■ PROMPT: Transcribe everything in the speaker biographies and talk abstracts below from "Alex Olshevsky is" down to "and networked systems.".

■ EXCERPTED PASSAGE:
Matthew Nokleby received the B.S. and M.S. degrees from Brigham Young University, Provo, UT, in 2006 and 2008, respectively, and the Ph.D. degree from Rice University, Houston, TX, in 2012, all in electrical engineering. From 2013-2015 he was a post-doctoral research associate at the Information Initiative @ Duke, a multidisciplinary data science initiative. In 2015 he joined Wayne State University, where he is now an assistant professor of Electrical and Computer Engineering. He has authored or coauthored numerous journal and conference papers on the topics of distributed signal processing, wireless communications, network information theory, and machine learning. Prof. Nokleby received the Texas Instruments Distinguished Fellowship (2008-2012) and the Best Dissertation Award (2012) from the Department of Electrical and Computer Engineering at Rice University. He is a member of the IEEE Signal Processing, Information Theory, and Communications Societies.
Title: Convergence Rates in Decentralized Optimization
The widespread availability of copious amounts of data has created a pressing need to develop optimization algorithms which can work in parallel when input data is unavailable at a single place but rather spread throughout multiple locations. In this talk, we consider the problem of optimizing a sum of convex (not necessarily differentiable) functions in a network where each node knows only one of the functions; this is a common model which includes as particular cases a number of distributed regression and classification problems. Our main result is a distributed subgradient method which simultaneously achieves the optimal scalings both with time and the network size for this problem.
Alex Olshevsky is an assistant professor at the ECE at Boston University. He received a B.S. in applied mathematics and electrical engineering from Georgia Tech in 2004, and an M.S. and PhD from MIT in 2006 and 2010, both in electrical engineering and computer science. Previously, he was a postdoctoral scholar at Princeton University and an assistant professor at the University of Illinois, Urbana-Champaign. He is a recipient of the NSF CAREER Award, the Young Investigator award from the Air Force, two best paper awards from SIAM and INFORMS, and three awards for teaching/advising during his time at the University of Illinois. His research interests focus on control and optimization, especially for large-scale, multi-agent, and networked systems.
Title: High Order Methods in Empirical Risk Minimization
Empirical risk minimization (ERM) problems express optimal classifiers as solutions of optimization problems in which the objective is the sum of a very large number of sample costs. Established approaches to solve ERM rely on computing stochastic gradient directions by accessing a single summand at each iteration. Despite the efficiency of individual iterations, these methods can be slow to converge and have convergence rates that are linear at best. In this talk we discuss approaches to adapt Newton and quasi-Newton methods for ERM problems. In the incremental quasi-Newton method we exploit memory to store curvature approximation matrices. We show that these curvature approximations succeed in approximating the Hessian and thereby lead to superlinear convergence. In the Adaptive Newton method we consider subsets of training samples that are augmented geometrically by a factor of two. Each time the training set is augmented we perform a single Newton step. We show that it is possible to achieve statistical accuracy with just two passes over the dataset.

■ DATA PROVIDED:

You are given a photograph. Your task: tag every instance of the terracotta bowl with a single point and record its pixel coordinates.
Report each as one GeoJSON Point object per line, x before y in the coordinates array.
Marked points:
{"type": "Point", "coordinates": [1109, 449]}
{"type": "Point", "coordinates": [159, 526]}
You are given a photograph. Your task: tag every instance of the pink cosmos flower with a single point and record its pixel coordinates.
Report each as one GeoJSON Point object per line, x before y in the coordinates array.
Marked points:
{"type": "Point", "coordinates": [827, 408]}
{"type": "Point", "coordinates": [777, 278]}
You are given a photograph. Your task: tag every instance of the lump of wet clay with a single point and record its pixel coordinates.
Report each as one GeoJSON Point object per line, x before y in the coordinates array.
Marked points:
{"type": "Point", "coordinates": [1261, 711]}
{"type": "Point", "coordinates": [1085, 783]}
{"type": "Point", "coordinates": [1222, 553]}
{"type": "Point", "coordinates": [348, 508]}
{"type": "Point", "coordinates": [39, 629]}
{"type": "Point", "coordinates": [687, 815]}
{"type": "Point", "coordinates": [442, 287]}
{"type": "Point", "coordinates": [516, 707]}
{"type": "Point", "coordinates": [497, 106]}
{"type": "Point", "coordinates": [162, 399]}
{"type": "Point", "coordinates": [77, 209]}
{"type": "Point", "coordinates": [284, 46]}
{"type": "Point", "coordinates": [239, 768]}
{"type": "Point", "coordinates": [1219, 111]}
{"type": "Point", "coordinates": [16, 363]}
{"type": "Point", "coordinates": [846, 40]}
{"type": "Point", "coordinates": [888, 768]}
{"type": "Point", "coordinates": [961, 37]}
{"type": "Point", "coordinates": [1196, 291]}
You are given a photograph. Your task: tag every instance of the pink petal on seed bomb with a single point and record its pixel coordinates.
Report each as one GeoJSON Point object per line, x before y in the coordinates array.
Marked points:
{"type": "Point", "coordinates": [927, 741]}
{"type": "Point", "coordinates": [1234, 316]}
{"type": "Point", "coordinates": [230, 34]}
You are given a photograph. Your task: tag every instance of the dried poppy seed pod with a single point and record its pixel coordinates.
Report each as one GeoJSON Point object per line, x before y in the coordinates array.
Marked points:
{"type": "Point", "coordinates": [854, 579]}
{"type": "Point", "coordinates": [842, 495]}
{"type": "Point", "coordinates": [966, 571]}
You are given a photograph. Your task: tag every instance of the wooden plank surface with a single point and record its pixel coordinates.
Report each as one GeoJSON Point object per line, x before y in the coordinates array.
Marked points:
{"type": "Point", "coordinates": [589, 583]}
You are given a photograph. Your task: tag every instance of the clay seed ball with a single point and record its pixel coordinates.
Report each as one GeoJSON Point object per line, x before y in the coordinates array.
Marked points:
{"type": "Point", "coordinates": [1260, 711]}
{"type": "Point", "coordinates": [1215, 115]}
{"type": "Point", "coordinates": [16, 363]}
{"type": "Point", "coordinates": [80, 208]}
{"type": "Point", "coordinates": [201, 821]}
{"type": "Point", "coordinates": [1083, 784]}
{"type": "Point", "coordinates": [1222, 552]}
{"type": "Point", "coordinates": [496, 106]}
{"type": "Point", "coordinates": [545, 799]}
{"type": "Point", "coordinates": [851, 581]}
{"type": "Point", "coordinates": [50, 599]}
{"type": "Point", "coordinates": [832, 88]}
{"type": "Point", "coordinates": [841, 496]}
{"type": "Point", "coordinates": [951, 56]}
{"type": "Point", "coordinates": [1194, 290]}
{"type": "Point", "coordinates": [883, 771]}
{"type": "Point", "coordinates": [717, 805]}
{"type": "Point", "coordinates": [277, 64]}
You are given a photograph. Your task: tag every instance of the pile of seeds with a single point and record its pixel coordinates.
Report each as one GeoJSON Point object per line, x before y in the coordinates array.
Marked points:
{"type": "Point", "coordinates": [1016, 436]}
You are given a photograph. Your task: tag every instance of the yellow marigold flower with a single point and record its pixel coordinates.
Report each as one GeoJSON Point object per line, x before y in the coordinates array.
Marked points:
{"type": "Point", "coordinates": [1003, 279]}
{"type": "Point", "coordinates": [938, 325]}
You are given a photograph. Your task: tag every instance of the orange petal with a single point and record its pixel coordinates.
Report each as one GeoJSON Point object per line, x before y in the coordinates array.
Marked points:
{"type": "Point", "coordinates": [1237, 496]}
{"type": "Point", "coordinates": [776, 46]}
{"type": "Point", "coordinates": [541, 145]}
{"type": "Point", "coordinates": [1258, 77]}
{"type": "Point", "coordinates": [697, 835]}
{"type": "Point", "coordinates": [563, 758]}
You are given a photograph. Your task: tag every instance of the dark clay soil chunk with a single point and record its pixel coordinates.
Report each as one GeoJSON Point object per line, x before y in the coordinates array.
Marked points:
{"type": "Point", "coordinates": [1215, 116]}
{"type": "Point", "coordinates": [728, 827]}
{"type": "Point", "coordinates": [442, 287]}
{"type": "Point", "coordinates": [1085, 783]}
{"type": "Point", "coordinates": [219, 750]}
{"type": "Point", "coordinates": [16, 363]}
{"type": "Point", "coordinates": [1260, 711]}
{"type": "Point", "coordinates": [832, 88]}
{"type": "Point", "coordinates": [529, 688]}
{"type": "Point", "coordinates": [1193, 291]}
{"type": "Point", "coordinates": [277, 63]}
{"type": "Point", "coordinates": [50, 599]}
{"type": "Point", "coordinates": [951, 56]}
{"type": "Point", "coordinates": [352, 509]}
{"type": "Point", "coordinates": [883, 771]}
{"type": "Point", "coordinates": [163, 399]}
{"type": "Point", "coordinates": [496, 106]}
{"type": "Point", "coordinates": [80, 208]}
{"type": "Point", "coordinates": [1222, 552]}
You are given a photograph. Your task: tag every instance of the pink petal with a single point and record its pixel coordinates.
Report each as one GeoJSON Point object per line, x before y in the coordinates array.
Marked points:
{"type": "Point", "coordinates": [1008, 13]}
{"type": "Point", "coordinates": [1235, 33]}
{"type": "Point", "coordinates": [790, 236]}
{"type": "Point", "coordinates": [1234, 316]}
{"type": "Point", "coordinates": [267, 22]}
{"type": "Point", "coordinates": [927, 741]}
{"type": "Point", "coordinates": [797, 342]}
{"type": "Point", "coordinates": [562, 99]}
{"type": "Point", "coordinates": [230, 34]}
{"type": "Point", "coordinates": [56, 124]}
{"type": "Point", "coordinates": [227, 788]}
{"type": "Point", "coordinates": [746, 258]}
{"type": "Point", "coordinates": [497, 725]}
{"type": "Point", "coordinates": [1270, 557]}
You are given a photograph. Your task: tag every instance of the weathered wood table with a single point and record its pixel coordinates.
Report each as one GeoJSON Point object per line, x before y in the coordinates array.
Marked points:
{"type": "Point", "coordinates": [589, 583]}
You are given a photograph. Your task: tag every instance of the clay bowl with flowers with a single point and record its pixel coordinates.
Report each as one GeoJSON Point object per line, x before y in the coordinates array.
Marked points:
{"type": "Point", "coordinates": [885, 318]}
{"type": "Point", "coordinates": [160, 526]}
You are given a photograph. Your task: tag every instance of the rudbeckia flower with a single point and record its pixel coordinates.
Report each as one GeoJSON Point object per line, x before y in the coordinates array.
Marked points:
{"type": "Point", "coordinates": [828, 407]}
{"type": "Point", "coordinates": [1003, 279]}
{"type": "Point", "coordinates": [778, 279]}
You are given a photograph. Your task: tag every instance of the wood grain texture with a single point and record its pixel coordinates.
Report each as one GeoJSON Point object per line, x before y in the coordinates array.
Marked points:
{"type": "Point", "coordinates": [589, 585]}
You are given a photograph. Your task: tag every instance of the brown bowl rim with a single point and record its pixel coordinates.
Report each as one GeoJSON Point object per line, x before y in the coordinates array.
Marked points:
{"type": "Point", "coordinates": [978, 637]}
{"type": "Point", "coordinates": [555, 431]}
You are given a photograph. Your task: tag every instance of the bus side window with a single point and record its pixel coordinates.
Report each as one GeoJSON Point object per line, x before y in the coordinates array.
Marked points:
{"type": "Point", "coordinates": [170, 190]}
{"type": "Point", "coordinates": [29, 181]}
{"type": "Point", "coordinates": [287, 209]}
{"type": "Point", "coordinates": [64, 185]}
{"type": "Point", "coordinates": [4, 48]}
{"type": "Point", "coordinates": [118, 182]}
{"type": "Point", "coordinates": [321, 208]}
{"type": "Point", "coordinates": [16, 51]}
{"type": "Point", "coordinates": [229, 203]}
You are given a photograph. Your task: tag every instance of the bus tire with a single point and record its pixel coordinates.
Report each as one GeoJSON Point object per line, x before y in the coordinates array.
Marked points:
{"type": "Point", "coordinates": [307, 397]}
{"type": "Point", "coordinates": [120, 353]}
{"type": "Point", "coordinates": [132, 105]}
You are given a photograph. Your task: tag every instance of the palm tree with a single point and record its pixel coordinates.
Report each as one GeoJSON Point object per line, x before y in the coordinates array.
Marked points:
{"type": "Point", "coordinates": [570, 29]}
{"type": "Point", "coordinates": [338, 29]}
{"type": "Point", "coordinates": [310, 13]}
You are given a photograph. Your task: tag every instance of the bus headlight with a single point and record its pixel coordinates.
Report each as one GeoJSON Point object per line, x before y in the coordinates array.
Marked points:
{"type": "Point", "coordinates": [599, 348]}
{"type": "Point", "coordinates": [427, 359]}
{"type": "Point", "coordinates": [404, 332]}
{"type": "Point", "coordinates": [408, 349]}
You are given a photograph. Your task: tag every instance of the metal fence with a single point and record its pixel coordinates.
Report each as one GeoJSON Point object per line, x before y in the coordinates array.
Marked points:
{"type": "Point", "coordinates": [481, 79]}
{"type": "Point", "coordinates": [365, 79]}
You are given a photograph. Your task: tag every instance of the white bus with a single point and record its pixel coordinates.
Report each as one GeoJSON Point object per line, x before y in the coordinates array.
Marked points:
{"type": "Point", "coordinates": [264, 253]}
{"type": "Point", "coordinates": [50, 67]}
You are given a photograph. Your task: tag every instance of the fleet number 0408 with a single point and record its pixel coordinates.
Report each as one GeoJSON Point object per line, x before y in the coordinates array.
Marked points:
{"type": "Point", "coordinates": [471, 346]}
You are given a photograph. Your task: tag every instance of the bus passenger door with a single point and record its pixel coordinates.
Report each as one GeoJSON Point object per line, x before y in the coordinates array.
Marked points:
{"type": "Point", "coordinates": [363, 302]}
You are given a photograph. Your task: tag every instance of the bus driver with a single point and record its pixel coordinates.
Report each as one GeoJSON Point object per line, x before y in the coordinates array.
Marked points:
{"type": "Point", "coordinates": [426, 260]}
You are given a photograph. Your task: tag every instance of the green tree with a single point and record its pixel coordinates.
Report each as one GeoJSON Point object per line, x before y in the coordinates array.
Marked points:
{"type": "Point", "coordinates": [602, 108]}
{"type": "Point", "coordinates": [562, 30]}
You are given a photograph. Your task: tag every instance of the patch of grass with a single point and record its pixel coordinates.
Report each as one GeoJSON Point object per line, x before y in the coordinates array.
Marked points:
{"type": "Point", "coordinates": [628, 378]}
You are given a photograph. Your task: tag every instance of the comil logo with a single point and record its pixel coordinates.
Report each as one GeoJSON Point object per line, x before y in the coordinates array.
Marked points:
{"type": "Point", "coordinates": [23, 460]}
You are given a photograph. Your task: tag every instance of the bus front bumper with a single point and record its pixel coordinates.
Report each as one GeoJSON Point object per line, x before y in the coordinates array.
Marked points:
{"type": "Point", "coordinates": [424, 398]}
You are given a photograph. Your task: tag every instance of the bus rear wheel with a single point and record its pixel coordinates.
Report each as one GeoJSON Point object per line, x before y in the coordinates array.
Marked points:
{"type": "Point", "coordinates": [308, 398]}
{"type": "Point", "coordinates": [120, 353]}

■ SOLUTION FOR THIS PROBLEM:
Alex Olshevsky is an assistant professor at the ECE at Boston University. He received a B.S. in applied mathematics and electrical engineering from Georgia Tech in 2004, and an M.S. and PhD from MIT in 2006 and 2010, both in electrical engineering and computer science. Previously, he was a postdoctoral scholar at Princeton University and an assistant professor at the University of Illinois, Urbana-Champaign. He is a recipient of the NSF CAREER Award, the Young Investigator award from the Air Force, two best paper awards from SIAM and INFORMS, and three awards for teaching/advising during his time at the University of Illinois. His research interests focus on control and optimization, especially for large-scale, multi-agent, and networked systems.